EXCERPT PROVIDED
--- begin ---

# Older Life-Like Gears



## petey (Aug 12, 2012)

Hello, 
I recently acquired a 'blue' box LL F7A. It ran about 4 feet made an ugly noise, and stopped. After I had opened it up, I found what I suspected; crumbled idler gears and cracked axle gears.
In addition, it was not the usual pancake motor drive arrangement. This has an open frame motor, with jointed driveshafts. I am told that these preceeded the pancakes.
The truck axle setup is the same as the pancake style.
So, what I need is a source for the rubber tired, plastic wheeled, geared wheel sets and the idler gears.
Anybody know of something, bluebox Athearn, or---?


----------



## shaygetz (Sep 23, 2007)

Got any pix? Is it like this one?


----------



## petey (Aug 12, 2012)

*Life-Like F7*

Shay,
I just posted a pic in 'Anything Train Album' under Life-Like F7.
Ignore the blurred pic(don't know how to get rid of it).
Your pic is close. My pic matches, exactly a LL 1977 ad.
I don't yet know how to put a picture in a reply. I'm not real smart about this stuff.


----------



## shaygetz (Sep 23, 2007)

petey said:


> Shay,
> I just posted a pic in 'Anything Train Album' under Life-Like F7.
> Ignore the blurred pic(don't know how to get rid of it).
> Your pic is close. My pic matches, exactly a LL 1977 ad.

--- end ---

RECORDS SUPPLIED
--- begin ---

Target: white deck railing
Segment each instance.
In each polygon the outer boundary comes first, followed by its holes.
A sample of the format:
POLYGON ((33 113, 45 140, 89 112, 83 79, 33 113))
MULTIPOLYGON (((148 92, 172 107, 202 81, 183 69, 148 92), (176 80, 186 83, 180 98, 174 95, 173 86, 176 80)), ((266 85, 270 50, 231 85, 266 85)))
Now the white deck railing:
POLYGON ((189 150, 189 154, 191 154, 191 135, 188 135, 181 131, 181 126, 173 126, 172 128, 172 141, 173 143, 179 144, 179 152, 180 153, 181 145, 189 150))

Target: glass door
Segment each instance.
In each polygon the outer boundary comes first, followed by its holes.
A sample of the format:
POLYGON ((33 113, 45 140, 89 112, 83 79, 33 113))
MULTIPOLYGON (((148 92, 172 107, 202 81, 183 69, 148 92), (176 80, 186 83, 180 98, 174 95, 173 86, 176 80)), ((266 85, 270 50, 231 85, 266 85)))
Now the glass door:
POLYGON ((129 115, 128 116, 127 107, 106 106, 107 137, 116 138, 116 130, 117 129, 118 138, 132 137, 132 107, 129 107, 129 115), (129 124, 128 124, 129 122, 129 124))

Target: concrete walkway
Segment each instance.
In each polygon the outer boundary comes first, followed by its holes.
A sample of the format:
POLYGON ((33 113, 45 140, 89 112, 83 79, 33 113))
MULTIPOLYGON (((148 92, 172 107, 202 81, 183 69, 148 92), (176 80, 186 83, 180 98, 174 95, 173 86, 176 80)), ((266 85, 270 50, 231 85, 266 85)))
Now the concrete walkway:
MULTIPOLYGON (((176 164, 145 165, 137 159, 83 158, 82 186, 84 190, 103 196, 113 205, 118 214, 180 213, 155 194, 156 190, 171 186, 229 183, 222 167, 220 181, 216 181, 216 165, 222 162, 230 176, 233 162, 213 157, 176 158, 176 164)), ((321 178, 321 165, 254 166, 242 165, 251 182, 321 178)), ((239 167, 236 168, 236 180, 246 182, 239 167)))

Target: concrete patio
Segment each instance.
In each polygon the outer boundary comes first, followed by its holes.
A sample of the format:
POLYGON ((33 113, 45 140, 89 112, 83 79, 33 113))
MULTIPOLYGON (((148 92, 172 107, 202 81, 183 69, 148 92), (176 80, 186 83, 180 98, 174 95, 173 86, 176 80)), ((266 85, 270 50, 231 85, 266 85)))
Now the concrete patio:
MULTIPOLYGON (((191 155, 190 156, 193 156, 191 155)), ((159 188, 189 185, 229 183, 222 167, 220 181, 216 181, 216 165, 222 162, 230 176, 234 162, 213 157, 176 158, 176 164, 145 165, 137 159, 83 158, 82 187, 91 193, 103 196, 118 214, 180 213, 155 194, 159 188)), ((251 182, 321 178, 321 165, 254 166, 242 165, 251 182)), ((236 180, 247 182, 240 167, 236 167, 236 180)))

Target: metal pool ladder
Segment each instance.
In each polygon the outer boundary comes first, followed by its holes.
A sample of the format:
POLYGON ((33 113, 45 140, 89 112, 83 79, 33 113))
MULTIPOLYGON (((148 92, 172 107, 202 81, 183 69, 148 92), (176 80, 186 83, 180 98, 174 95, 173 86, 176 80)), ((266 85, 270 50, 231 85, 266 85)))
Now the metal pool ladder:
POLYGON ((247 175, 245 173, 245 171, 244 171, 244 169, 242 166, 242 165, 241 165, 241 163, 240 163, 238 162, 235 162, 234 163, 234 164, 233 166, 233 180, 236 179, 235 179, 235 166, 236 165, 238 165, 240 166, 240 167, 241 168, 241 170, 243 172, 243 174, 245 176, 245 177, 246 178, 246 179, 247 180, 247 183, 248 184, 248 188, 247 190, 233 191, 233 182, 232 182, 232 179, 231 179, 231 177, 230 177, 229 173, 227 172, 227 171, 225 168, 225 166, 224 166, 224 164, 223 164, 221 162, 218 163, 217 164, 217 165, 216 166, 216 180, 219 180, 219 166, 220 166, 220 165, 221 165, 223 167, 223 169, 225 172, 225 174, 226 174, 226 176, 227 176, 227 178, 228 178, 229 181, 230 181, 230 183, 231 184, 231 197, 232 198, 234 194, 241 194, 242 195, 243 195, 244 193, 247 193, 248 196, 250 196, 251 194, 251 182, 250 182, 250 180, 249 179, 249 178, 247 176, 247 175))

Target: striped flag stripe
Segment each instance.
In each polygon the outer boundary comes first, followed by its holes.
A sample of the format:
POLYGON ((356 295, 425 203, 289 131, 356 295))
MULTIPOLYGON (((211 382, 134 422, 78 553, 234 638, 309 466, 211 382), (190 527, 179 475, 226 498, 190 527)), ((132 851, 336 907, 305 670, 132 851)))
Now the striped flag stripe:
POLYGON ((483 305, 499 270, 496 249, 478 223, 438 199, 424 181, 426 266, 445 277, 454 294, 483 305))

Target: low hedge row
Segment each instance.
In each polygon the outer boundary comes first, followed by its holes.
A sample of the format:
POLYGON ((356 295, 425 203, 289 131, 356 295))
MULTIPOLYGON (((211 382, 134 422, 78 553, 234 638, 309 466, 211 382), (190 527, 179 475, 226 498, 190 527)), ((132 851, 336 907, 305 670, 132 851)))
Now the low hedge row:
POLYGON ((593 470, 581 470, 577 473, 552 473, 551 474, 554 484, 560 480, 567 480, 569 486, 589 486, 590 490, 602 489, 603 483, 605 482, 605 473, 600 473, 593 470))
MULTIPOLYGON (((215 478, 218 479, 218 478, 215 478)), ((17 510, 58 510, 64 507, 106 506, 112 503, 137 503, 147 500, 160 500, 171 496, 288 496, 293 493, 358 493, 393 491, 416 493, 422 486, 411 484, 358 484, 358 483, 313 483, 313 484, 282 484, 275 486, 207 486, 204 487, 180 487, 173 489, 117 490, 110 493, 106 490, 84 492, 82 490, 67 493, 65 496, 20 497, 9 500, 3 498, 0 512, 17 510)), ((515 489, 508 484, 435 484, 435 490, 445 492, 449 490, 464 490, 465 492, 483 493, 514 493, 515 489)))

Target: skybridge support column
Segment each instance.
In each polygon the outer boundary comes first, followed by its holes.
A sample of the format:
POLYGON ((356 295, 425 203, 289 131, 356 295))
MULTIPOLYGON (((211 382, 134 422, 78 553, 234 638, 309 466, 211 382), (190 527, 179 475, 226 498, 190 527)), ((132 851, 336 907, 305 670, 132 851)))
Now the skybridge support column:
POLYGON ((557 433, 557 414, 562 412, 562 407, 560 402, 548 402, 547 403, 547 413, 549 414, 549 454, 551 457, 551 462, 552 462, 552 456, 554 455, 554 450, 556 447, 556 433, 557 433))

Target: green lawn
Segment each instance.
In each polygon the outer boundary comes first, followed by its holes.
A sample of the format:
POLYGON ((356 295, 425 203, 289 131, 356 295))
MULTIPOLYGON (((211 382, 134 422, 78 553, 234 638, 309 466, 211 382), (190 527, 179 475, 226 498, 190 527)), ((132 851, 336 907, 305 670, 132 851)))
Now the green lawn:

--- end ---

TASKS
[1] Answer from the Life-Like gears thread:
(a) What did petey find after opening the F7A?
(b) What kind of motor did it have in place of the usual pancake drive?
(c) Where did petey post a picture of the locomotive?
[2] Extract word for word the passage of the Life-Like gears thread that begins at the words "# Older Life-Like" and stops after "preceeded the pancakes.".
The items are separate from the Life-Like gears thread.

PROBLEM SOLUTIONS
[1]
(a) Crumbled idler gears and cracked axle gears.
(b) An open frame motor with jointed driveshafts.
(c) In 'Anything Train Album', under Life-Like F7.

[2]
# Older Life-Like Gears



## petey (Aug 12, 2012)

Hello, 
I recently acquired a 'blue' box LL F7A. It ran about 4 feet made an ugly noise, and stopped. After I had opened it up, I found what I suspected; crumbled idler gears and cracked axle gears.
In addition, it was not the usual pancake motor drive arrangement. This has an open frame motor, with jointed driveshafts. I am told that these preceeded the pancakes.